▶ _Instruções_: Na crônica sobre a brincadeira de fazendeiro de ponta de vaca, o que o menino usava para marcar o terreno da fazenda depois de limpar o mato?

▶ _Trecho do texto_:
SAIA DO SOL E DA CHUVA, ENTRE...

A morada é simples, é sertaneja, mas tem alimento para o espírito, amizade e afeto.



sábado, 5 de novembro de 2011

FAZENDEIRO DE PONTA DE VACA (Crônica)

FAZENDEIRO DE PONTA DE VACA

                                    Rangel Alves da Costa*


Quem avista menino brincar se espanta com o que ele é capaz de criar para a alegria do instante. Ter carro de plástico ou madeira, bola de plástico ou de couro, brinquedos fabricados e outros instrumentos fáceis de encontrar, é tudo usual demais para se comparar ao prazer que outros brinquedos inusitados podem causar.
Lá, do mundo outro de onde vim, num mundo outro onde nasci, brincar mesmo só valia a pena se fosse tomando banho nu quando a chuvarada mais forte caía; fazer de pedaço de pau um cavalo, inventando uma crina e saindo correndo pela mataria, pelos quintais, pelas esquinas.
Brincadeira de verdade era arremessar bola de gude na caçapa aberta no chão; jogar com bola de meia por cima de pedra e espinho; sair à toa colocando arapuca e armadilha pra pegar passarinho e preá; atirar de baleadeira ou peteca na goiabeira do vizinho mais metido a brabo. Banho de riacho nem se fala, que era o verdadeiro bálsamo da meninada sertaneja.
Contudo, há de ser dito com a ligeireza de pé de vento, que uma das brincadeiras mais surpreendentes que já vi até hoje menino sertanejo brincar foi de fazendeiro de ponta de vaca. Que coisa mais encantadora, mais significativa, mais fascinante. O menino sonhando ser gente e já pensando no que queria ser: rico, fazendeiro, proprietário de terra e rebanho.
Dependendo da coragem e da vontade de ser fazendeiro, até que era fácil ser logo visto como pessoa de muitas posses. Tudo dependia de sua disposição para encontrar uma fazenda e dizer que era sua e depois colocar lá pelos pastos quantas cabeças de gado quisesse.
Primeiro o menino procurava, num canto do quintal da própria casa ou num local próximo, um lugar para limpar o mato com as mãos ou com enxada, depois demarcar aquele terreno com pedacinhos ou pequenas toras de pau e pronto, ali já era a fazenda, já era a propriedade. E já tendo a fazenda cercada, só faltava colocar ali dentro quantos animais quisesse e coubesse naquele espaço.
Mas se não cabia tudo ali não havia problema, pois já vi menino fazendeiro que tinha mais animais sendo criados soltos do que mesmo dentro da fazenda. Alguns abriam outras propriedades noutros lugares, noutros cantos do quintal, onde houvesse disponibilidade e os seus pais não arreliassem.
Já tendo fazenda, o passo seguinte era encontrar animal para colocar dentro. Ora, quantos mais animais numa fazenda mais o fazendeiro era reconhecido como senhor de riqueza e fama, respeitado nos arredores e perante os demais criadores. Mas que criação era essa, que animais eram esses que de uma hora pra outra fazia o menino pobre se tornar um rico fazendeiro?

▶ _Trecho da listagem_:
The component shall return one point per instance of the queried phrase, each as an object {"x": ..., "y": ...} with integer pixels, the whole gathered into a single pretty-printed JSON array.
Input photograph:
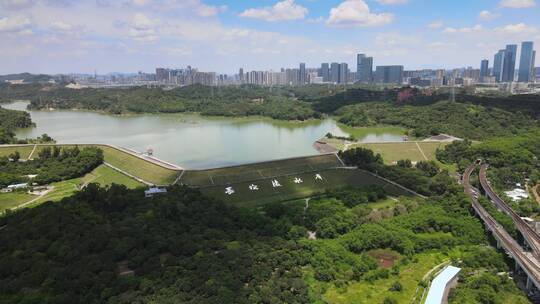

▶ _Resposta do exercício_: Pedacinhos ou pequenas toras de pau.